START QUOTED PASSAGE

Mammoth to be back again?

Mammoth to be back again?The pioneering scientist who created Dolly the sheep has outlined how cells plucked from frozen woolly mammoth carcasses might one day help resurrect the ancient beasts.
The notional procedure was spelled out by Sir Ian Wilmut, the Edinburgh-based stem-cell scientist, whose team unveiled Dolly as the world's first cloned mammal in 1996.
Though it is unlikely that a mammoth could be cloned in the same way as Dolly, more modern techniques that convert tissue cells into stem cells could potentially achieve the feat, Wilmut said in an article yesterday for the academic journalism website, The Conversation.
Woolly mammoths roamed the Earth tens of thousands of years ago in a period called the late Pleistocene.
Their numbers began to fall in North America and on mainland Eurasia about 10,000 years ago. Some lived on for a further 6,000 years.
The prospect of raising woolly mammoths from the dead has gathered pace in recent years as the number of frozen bodies recovered from the Siberian permafrost has soared.
Earlier this month, the most complete woolly mammoth carcass ever recovered from Russia was unveiled at an exhibition in Yokohama, Japan.
"I've always been very sceptical about the whole idea, but it dawned on me that if you could clear the first hurdle of getting viable cells from mammoths, you might be able to do something useful and interesting," Wilmut told the Guardian.
In his article for The Conversation, Wilmut explains the formidable hurdles that stand in the way of scientists who want to clone the beasts.
The technique requires scores of healthy mammoth cells and hundreds or thousands of eggs from a closely related species, such as the Asian elephant.
The most immediate problem is that mammoth cells must survive with their DNA intact. In practice, they degenerate quickly at the temperature of melting snow and ice, when most remains are found.
If good-quality cells can be extracted from mammoth remains, they could be reprogrammed into stem cells using modern procedures. These could then be turned into other kinds of cell, including sperm and eggs.
But the scientist said it could be 50 years before the techniques for resurrecting the woolly mammoth were perfected.

END QUOTED PASSAGE
START RAW DATA

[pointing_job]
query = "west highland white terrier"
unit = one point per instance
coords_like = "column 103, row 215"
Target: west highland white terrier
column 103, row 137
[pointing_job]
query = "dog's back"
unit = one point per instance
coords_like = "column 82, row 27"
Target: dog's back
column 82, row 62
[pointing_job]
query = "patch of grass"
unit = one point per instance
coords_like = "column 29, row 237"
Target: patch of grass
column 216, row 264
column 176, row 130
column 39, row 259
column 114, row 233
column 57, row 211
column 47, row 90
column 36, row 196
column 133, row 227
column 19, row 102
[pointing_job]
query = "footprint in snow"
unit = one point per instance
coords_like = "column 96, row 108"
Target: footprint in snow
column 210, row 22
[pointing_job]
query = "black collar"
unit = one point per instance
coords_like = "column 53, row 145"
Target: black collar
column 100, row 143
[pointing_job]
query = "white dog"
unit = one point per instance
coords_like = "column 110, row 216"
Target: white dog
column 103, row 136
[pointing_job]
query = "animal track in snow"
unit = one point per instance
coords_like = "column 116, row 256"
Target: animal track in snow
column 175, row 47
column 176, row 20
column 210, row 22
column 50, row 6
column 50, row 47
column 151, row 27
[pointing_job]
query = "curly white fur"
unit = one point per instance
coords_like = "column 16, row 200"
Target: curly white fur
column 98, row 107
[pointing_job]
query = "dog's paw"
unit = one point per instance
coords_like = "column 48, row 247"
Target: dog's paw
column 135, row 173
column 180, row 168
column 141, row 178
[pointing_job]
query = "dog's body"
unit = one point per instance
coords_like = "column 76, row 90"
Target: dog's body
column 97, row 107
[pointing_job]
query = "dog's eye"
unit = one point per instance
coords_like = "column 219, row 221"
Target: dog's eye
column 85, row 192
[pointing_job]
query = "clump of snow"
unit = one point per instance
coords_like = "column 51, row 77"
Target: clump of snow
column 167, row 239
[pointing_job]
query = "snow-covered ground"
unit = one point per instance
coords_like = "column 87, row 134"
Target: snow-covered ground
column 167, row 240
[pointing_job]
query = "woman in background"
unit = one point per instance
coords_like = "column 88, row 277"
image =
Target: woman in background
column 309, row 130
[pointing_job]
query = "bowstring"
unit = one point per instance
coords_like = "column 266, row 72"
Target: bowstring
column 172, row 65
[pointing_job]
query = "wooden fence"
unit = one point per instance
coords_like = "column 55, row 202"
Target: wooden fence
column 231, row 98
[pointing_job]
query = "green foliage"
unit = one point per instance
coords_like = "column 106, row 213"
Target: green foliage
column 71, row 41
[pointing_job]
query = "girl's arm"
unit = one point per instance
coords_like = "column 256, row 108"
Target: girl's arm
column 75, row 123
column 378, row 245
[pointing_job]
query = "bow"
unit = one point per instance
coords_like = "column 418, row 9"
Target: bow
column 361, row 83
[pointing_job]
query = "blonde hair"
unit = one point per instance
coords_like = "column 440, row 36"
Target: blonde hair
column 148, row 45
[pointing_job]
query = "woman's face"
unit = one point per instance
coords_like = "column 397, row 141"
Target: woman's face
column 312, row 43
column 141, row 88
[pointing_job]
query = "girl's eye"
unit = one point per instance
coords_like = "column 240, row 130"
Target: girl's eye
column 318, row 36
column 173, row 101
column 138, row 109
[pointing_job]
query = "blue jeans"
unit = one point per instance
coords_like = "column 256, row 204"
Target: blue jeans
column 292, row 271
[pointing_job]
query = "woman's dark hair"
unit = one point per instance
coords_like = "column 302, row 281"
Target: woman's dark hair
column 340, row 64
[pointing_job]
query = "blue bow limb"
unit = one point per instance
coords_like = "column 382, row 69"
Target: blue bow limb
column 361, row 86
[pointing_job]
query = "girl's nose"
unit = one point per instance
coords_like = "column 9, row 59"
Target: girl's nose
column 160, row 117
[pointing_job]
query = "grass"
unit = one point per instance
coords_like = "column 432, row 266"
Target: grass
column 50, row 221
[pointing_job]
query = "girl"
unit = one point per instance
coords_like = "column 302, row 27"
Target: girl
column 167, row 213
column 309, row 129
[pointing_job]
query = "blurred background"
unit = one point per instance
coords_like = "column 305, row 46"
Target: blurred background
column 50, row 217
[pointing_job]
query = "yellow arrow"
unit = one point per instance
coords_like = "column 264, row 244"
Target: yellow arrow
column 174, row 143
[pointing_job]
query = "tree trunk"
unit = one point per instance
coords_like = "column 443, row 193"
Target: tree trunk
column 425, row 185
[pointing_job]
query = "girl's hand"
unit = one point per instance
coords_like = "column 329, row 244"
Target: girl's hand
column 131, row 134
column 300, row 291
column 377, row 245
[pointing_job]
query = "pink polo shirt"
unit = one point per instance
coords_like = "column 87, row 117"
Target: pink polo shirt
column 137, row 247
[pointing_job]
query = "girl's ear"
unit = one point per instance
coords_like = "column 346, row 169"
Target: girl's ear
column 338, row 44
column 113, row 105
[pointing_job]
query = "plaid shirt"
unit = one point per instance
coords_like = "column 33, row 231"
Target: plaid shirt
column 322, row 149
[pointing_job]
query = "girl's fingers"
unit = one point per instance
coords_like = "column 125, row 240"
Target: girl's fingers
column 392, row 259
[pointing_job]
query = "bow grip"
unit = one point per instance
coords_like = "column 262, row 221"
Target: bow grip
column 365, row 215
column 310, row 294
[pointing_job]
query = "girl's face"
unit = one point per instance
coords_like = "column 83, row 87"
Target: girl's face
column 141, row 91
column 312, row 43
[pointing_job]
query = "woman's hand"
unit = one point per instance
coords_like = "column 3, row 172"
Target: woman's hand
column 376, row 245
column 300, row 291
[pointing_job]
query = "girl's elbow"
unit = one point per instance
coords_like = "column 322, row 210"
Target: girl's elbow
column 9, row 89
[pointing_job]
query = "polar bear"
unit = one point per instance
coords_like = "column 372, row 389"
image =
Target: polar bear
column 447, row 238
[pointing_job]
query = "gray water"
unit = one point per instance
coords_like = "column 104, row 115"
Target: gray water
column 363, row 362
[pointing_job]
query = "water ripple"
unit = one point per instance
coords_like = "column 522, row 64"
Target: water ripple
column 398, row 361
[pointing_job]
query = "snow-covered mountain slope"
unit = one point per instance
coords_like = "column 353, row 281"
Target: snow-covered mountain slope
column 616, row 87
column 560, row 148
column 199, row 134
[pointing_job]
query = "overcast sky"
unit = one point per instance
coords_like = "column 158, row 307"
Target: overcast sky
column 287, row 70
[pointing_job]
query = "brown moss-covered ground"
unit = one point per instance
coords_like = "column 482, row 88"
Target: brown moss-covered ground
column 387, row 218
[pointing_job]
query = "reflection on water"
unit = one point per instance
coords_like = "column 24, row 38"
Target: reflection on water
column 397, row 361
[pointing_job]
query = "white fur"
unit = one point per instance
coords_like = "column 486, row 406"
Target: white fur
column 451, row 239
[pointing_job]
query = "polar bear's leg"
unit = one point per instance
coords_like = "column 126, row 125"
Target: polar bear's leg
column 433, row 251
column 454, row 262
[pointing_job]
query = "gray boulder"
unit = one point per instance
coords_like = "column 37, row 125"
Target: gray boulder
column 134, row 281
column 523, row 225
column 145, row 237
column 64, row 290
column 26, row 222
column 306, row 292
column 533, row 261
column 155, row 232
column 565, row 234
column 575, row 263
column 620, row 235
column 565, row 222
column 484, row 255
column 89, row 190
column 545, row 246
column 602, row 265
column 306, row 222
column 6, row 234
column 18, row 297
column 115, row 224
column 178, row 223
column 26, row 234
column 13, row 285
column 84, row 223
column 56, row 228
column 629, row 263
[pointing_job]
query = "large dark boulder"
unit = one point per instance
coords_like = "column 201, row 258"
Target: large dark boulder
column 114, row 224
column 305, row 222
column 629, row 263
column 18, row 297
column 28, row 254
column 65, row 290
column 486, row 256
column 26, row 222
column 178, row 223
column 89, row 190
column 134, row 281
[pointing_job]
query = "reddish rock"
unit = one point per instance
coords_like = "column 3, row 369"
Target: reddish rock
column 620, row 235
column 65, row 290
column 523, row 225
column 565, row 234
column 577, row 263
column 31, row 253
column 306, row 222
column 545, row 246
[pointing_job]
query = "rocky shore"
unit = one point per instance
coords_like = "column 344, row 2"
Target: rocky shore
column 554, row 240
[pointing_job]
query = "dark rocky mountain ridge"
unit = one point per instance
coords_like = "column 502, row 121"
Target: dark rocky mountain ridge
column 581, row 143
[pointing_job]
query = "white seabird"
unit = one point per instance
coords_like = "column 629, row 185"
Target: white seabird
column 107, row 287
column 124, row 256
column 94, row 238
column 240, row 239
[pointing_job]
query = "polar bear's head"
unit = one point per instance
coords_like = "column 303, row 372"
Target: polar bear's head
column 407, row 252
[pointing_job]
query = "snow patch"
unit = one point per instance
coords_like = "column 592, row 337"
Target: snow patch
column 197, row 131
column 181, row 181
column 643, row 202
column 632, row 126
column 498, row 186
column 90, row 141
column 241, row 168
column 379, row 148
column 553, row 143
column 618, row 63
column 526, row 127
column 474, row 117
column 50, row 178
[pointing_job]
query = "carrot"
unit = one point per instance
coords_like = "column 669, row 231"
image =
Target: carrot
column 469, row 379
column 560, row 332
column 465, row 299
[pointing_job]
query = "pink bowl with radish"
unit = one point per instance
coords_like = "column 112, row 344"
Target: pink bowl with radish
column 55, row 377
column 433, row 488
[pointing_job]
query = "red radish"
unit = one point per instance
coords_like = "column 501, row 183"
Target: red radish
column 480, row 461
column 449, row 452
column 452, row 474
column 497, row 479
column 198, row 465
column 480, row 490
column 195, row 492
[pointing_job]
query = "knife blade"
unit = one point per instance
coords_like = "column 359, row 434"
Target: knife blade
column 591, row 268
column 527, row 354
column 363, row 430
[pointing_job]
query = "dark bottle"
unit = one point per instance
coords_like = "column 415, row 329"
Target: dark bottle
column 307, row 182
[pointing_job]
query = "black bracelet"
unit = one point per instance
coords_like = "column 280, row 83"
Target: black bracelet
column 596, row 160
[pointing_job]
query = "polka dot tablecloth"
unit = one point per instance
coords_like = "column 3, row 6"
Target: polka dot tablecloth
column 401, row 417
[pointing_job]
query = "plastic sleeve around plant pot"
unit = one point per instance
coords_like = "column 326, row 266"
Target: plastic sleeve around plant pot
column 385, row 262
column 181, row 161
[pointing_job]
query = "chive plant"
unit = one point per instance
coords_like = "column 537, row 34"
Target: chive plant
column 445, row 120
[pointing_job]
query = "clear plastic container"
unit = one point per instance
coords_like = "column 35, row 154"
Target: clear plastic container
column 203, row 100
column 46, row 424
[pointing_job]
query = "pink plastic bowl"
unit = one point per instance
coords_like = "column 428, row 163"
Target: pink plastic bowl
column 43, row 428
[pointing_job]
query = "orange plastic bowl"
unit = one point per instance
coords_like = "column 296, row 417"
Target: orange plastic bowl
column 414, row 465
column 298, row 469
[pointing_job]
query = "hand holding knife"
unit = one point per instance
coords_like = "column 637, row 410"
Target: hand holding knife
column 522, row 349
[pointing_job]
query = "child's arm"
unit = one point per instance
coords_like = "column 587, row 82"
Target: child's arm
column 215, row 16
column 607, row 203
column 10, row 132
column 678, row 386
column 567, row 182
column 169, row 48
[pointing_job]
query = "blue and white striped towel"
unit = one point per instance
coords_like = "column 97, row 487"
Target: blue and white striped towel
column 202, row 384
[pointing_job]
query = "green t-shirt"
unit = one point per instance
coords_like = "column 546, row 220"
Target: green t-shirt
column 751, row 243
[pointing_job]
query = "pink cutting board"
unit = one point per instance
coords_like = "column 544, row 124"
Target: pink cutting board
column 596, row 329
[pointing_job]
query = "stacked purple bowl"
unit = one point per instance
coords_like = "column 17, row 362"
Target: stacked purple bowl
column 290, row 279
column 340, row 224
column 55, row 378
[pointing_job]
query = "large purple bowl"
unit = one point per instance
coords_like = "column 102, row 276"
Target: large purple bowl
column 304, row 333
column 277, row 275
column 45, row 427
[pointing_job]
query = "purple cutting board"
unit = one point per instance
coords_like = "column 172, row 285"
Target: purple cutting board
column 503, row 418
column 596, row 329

END RAW DATA

▶ [EXERCISE SET]:
A - According to the article on mammoth cloning, which species could supply the eggs needed to clone a mammoth?
B - Write out the part of the article on mammoth cloning between "Woolly mammoths roamed" and "further 6,000 years.", inclusive.
The items are separate material and unrelated to the article on mammoth cloning.

▶ [PER-TASK OUTPUTS]:
A - The Asian elephant.

B -
Woolly mammoths roamed the Earth tens of thousands of years ago in a period called the late Pleistocene.
Their numbers began to fall in North America and on mainland Eurasia about 10,000 years ago. Some lived on for a further 6,000 years.